* **What this exercise asks**
(A) Answer these questions about the contract cancellation thread, one per line:
(i) How long is the drive to the WorldMark location where the contract was signed?
(ii) Within how many weeks did the office administrator say any payments would be refunded?
(iii) In the reply from PA-, what position must one start with from a negotiating standpoint?
(B) Extend the contract cancellation thread beyond its final sentence.

* **Text shown**
______________________________

Well, according to the resind part of the contract, last friday was the last day I had to resind.  It said to either certify mail a signed notice to an address in Florida or to hand deliver the notice to the WorldMark location where I signed up.  I couldn't make the 45 minute drive to hand deliver it because I was in school till just shortly.  I'm far too busy with homework and exams to do that.  Only reason I'm doing this at the last minute is that my financial adviser just got back from a week long vaccation and after explaining the situation she helped tip me towards canceling the contract, something I know should have been done earlier...   

However I did just send a notice of termination to the address listed in the contract via certified mail.  Problem is that the contract says it must be postmarked before the end of the 5 calendar days.  I'm past that but only by a weekend.  I'm hoping that the Misc Provision that states the agreement is not effective until the down payment has been made in full will allow me to get out, but I'll probably end up paying some undefined "cancellation fee or other penalty".  As it states that the 5 day period is for canceling without any such fees, not that you can't still cancel after that.... get what I'm saying?  My main question is what exactly are they going to charge me for these "fees"? 

The office administrator that I talked to said that it was fine, just back date the notice to the last resind day and get it faxed in today and that they would cancel it and have any payments made refunded within 4 weeks.  If that is not true then she just lied to me and if it came down to it I could use that as leverage if I have to seek legal assistance to get them to cancel it, right?


----------



## PA-

If you sent it via certified mail, and followed the instructions regarding what the letter is to say, you've done all you can do.  Now you wait and see what happens, and if it isn't acceptable you may have to hire an attorney.  As for faxes or verbal promises (or lies), those are irrelevent, unfortunately.  From a negotiating standpoint, you must start with the position that you will lose nothing.  If they disagree, you may have to take it from there, but don't start out with the attitude that you may lose something.


----------



## simplecj

Well, according to the resind part of the contract, last friday was the last day I had to resind.  It said to either certify mail a signed notice or hand deliver to some address in Orlando Florida. Since hand-delivering it was obviously not an option, I have to certified mail it before midnight last friday. 

Only reason I'm doing this so late is that my financial adviser just got back from a week long vaccation and after explaining the situation she helped tip me towards canceling the contract, something I know should have been done earlier...   

However I did just send a notice of termination to the address listed in the contract via certified mail.  Problem is that the contract says it must be postmarked before the end of the 5 calendar days.  I'm past that but only by a weekend.  

*I'm hoping that the Misc Provision that states the agreement is not effective until the down payment has been made in full will allow me to get out, but I'll probably end up paying some undefined "cancellation fee or other penalty".  As it states that the 5 day period is for canceling without any such fees, not that you can't still cancel after that.... get what I'm saying?  My main question is what exactly are they going to charge me for these "fees" and am I correct about the Misc Provisions, as stated in the beginning of this post, are an open door to cancel the contract before the down payment is made in full? * 

I just have a feeling that canceling won't be as simple as what the person I talked to said it would be.

______________________________

Stored data entries:
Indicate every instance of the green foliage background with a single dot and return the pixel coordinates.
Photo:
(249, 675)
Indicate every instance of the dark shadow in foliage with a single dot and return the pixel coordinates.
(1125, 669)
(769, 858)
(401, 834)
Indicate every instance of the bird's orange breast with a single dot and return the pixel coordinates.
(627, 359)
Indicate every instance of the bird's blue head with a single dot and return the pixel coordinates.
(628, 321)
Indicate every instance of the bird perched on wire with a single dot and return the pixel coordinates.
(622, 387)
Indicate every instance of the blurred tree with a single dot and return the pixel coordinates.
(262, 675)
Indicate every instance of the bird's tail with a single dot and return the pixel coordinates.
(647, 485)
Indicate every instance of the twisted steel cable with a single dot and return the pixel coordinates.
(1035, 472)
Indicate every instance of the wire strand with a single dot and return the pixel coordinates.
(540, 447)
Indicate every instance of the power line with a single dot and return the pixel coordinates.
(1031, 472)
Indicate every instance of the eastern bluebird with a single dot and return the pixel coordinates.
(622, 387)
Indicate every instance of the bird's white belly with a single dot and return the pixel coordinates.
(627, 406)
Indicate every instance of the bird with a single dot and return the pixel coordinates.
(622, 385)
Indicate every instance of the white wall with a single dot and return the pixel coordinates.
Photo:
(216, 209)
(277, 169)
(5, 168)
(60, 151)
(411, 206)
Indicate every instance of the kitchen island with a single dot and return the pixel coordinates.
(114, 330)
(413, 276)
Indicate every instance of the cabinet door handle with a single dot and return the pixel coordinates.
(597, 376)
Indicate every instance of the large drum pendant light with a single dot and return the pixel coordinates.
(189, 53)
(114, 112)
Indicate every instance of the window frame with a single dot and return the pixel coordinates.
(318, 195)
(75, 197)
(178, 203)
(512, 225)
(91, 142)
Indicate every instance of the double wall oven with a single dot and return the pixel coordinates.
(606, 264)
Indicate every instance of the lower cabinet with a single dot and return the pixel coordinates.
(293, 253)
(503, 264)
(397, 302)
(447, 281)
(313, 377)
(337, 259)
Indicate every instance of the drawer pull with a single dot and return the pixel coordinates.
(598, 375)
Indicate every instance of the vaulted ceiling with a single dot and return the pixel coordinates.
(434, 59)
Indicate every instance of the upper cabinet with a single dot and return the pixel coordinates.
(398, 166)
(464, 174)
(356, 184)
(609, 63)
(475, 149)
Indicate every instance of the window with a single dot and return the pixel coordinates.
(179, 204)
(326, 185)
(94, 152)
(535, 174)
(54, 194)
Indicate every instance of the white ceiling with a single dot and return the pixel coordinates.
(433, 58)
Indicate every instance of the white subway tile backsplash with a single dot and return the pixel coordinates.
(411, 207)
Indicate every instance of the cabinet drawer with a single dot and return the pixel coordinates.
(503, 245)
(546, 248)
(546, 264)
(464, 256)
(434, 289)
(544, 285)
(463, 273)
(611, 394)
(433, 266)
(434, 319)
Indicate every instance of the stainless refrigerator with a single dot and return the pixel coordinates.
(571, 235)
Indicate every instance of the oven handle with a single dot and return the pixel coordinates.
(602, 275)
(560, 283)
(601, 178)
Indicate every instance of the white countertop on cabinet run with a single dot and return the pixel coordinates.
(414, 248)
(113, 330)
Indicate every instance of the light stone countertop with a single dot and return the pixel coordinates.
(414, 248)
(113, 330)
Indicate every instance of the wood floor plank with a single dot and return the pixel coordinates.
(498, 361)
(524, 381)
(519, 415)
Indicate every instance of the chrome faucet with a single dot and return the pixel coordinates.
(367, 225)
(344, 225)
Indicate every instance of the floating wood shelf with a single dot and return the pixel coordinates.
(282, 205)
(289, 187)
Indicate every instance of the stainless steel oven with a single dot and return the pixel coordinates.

______________________________

* **Exercise responses**
(A)
(i) 45 minutes
(ii) 4 weeks
(iii) That you will lose nothing

(B)
The office administrator that I talked to said that it was fine, just back date the notice to the last resind day and get it faxed in today (which I did) and that they would cancel it and have any payments made refunded within 4 weeks.  If that is not true then she just lied to me and if it came down to it I could use that as leverage if I have to seek legal assistance to get them to cancel it, right?


----------



## simplecj

PA- said:


> If you sent it via certified mail, and followed the instructions regarding what the letter is to say, you've done all you can do.
> ...
> If they disagree, you may have to take it from there, but don't start out with the attitude that you may lose something.



There where no instructions as to what to say, I just titled it "Notice of Contract Termination" and explained that my financial situation had changed for the worse and with advice from my personal financial adviser, I now would not be able to fulfill the obligations of payment.  Then me and my fiancee both signed and dated it for the 22nd, last friday....

I will try to assume I won't lose anything, I've heard others say that it's best to take the "I won't take no for an answer" attitude with them, maybe even threaten to bad-mouth the company if they give me trouble....

EDIT:  I also included my member # and contract # so that it was clear what contract I wished to terminate and who I am...


----------



## simplecj

*CONTRACT CANCELED HALLELUJAH!!!* ​
Just talked to the office administrator and she said the purchase has been canceled and she is mailing me a confirmation.  You guys on here had me really nervous that I was going to get trapped into this.  I guess maybe the lady just had pitty on us and let us go on a minor "loophole" being that our last day landed on a weekend and they don't get back into the offices until Tuesday.  Regardless it sounds like it's all settled!!!

 :rofl:  :rofl:​
If I ever decide to look into timeshare in the future I'll definitely take your advise and go with the resale market....


----------



## PerryM

simplecj said:


> *CONTRACT CANCELED HALLELUJAH!!!* ​
> Just talked to the office administrator and she said the purchase has been canceled and she is mailing me a confirmation.  You guys on here had me really nervous that I was going to get trapped into this.  I guess maybe the lady just had pitty on us and let us go on a minor "loophole" being that our last day landed on a weekend and they don't get back into the offices until Tuesday.  Regardless it sounds like it's all settled!!!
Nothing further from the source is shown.